- Work instruction: Please output the section of the listing below that opens with the line containing "column 443, row 229" and closes with the line containing "column 392, row 103", exactly and with nothing else.

[Start of Attachment]

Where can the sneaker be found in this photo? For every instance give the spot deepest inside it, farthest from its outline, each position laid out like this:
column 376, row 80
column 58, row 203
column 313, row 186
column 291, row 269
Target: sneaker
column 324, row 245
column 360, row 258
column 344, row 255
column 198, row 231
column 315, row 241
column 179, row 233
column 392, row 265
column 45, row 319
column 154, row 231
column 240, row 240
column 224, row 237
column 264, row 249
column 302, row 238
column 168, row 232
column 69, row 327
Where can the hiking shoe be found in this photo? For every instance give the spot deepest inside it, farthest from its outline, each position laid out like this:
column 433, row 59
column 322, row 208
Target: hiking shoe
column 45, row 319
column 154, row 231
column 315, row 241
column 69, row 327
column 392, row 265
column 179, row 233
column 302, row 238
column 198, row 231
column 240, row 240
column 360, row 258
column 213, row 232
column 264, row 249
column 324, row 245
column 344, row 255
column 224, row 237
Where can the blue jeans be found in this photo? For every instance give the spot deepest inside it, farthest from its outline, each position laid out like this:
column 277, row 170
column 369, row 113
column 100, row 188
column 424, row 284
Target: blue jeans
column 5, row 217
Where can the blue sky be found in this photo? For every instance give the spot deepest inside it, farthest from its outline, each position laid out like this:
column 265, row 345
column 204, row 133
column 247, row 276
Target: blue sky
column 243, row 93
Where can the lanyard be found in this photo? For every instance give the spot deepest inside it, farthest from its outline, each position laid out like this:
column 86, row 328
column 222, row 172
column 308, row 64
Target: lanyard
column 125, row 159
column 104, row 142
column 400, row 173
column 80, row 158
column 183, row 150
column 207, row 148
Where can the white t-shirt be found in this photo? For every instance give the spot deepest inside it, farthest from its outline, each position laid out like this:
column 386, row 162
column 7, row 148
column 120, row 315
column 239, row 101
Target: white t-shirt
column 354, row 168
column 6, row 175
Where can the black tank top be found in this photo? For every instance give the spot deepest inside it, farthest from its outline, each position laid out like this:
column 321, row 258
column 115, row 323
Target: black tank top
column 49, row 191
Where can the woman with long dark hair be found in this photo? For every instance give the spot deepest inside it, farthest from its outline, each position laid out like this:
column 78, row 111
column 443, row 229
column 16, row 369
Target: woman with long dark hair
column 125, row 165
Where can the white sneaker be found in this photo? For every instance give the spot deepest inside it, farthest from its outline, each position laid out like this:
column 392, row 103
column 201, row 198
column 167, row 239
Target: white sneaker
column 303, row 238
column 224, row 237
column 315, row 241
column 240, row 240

[End of Attachment]

- Solution below:
column 443, row 229
column 16, row 369
Target: woman with long dark hair
column 125, row 165
Where can the white sneaker be found in this photo? For every instance give the spot deepest inside it, farthest from its outline, each position laid out like this:
column 392, row 103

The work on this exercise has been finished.